Data for processing:

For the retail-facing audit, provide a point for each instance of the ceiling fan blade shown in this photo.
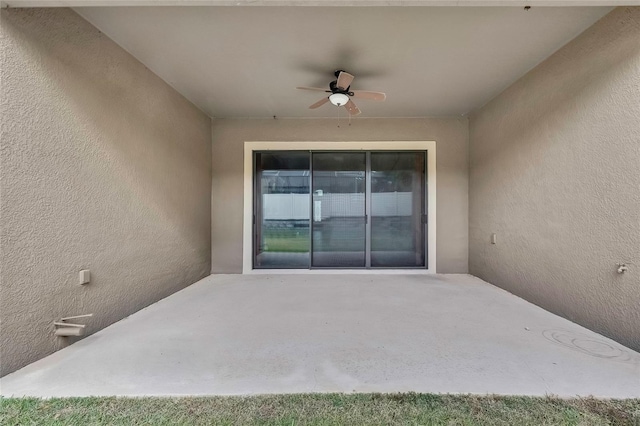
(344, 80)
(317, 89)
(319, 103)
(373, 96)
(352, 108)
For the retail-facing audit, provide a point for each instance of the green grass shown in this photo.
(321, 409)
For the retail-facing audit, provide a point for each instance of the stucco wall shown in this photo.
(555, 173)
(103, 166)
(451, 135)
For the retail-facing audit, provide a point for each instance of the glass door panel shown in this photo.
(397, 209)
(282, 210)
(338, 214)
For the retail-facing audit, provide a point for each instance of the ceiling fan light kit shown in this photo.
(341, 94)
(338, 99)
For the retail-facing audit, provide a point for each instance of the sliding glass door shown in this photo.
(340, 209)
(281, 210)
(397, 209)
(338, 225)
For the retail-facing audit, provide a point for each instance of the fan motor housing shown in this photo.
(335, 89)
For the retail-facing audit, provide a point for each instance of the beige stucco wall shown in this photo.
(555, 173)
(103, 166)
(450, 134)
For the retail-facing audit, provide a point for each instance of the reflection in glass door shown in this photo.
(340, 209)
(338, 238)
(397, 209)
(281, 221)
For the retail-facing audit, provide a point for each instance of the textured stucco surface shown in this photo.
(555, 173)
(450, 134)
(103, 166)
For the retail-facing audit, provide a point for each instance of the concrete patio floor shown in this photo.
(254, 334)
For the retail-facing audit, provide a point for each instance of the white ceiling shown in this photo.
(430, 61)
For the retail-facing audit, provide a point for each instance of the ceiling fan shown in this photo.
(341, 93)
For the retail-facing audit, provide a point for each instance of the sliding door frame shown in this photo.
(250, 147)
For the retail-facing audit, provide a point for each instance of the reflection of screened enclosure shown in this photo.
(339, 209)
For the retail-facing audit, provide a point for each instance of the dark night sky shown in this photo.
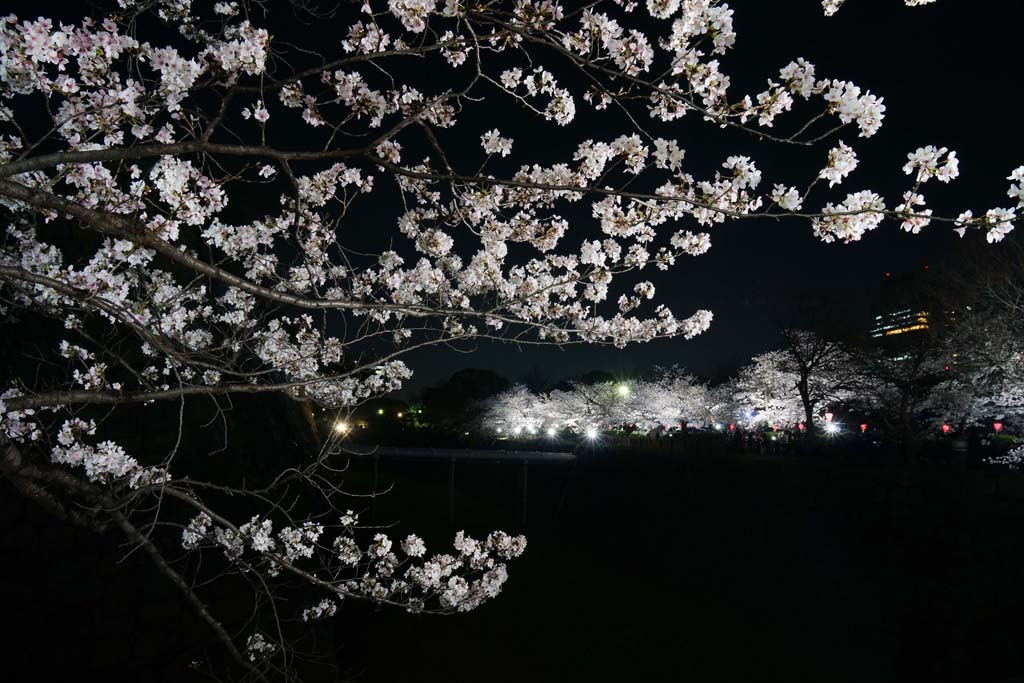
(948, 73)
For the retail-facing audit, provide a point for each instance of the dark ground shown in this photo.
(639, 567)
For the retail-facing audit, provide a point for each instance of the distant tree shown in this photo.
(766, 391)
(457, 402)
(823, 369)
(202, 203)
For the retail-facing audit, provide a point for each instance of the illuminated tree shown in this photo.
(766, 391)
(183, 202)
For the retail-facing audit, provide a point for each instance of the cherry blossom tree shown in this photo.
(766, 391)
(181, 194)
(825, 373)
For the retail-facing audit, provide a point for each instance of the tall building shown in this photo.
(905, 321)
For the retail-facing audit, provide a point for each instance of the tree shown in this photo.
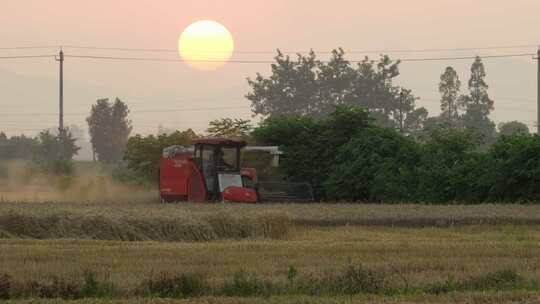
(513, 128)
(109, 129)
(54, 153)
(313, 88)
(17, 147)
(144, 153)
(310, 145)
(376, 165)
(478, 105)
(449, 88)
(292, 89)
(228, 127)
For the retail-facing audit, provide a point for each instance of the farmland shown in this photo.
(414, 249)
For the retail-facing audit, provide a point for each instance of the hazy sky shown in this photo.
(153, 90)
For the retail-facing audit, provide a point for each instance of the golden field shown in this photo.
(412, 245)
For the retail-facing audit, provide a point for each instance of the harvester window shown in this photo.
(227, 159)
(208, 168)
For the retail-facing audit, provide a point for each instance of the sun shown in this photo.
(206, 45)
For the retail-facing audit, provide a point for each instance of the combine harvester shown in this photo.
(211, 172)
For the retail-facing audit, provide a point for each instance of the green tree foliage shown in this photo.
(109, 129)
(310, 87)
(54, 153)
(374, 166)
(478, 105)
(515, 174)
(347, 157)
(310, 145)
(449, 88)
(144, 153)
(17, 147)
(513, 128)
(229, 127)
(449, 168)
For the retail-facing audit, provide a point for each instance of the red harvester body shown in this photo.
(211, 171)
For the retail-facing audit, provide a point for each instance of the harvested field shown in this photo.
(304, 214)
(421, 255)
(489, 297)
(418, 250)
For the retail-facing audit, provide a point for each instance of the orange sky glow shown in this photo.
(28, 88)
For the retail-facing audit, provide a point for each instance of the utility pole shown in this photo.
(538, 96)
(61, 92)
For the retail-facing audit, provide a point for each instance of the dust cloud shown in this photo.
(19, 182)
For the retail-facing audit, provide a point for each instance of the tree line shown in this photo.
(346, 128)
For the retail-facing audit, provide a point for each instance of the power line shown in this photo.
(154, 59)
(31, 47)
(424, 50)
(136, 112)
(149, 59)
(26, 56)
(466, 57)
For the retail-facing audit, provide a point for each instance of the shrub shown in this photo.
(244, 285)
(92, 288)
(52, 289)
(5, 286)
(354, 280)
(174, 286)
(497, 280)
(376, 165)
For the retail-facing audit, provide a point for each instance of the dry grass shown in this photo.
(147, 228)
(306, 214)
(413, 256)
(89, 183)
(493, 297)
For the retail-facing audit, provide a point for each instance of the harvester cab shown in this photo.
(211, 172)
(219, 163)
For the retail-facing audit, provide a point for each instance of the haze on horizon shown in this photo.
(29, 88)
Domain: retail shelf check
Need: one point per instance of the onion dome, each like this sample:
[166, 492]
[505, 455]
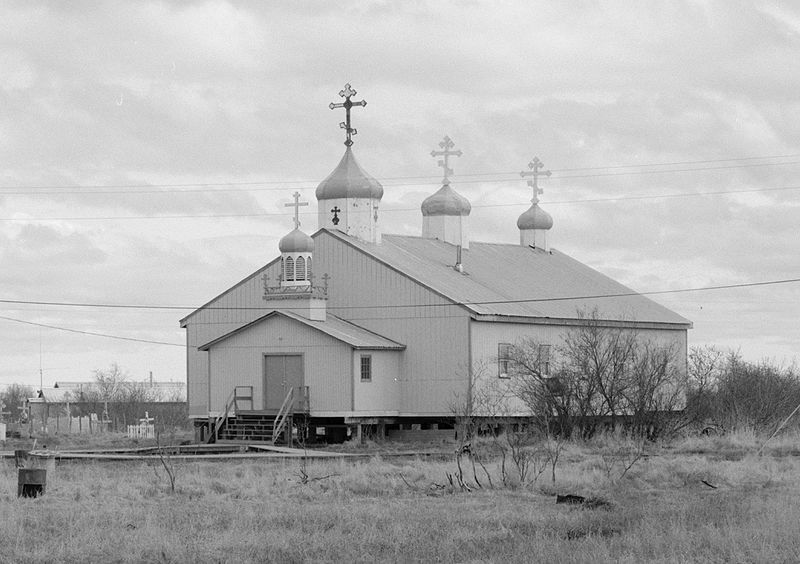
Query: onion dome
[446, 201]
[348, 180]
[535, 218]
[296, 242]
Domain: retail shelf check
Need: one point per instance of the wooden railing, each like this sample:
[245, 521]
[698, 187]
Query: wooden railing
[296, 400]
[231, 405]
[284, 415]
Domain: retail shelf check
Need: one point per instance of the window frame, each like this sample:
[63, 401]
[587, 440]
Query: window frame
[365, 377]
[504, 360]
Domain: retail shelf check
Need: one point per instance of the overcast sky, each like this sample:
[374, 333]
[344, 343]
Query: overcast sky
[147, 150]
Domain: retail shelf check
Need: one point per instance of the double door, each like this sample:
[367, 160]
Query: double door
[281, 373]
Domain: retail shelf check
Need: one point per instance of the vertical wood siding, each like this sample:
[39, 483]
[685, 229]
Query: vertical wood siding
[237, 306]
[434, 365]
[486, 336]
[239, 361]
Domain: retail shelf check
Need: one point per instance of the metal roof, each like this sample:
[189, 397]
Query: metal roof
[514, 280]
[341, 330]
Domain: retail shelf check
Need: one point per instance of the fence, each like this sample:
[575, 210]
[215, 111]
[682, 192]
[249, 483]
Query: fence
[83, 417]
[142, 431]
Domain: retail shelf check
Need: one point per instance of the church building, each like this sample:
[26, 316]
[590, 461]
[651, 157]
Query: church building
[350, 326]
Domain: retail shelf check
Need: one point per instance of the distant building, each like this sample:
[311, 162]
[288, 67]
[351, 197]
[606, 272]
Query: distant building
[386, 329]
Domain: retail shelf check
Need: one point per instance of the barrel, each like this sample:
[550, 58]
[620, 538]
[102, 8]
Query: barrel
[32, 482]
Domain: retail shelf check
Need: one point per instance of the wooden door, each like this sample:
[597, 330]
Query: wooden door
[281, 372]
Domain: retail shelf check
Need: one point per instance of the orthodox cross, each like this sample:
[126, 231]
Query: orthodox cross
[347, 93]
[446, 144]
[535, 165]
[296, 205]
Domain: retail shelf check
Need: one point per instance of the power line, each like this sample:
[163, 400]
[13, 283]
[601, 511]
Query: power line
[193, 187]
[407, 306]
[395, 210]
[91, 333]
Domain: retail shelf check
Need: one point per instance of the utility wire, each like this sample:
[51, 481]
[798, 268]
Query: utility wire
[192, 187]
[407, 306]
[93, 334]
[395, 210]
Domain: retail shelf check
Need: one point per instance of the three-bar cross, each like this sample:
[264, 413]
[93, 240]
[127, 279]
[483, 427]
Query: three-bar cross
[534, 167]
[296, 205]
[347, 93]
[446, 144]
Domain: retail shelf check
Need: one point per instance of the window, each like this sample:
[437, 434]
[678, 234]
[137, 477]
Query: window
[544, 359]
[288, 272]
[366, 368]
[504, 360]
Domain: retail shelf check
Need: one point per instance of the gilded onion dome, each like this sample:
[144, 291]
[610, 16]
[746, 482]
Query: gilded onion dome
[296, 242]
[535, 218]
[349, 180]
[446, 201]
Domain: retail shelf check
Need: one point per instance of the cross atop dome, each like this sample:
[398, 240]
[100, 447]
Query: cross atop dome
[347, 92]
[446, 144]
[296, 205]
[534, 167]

Work required: The answer is the line with "Query: gilded onion dome" plus every line after it, printed exactly as they appear above.

Solution to this problem:
Query: gilded onion dome
[296, 242]
[535, 218]
[349, 180]
[446, 201]
Domain: retail shelf check
Need: one point per instance of the cross atop dome, each like this sample:
[398, 240]
[100, 447]
Query: cross atop dome
[347, 92]
[446, 144]
[296, 205]
[534, 167]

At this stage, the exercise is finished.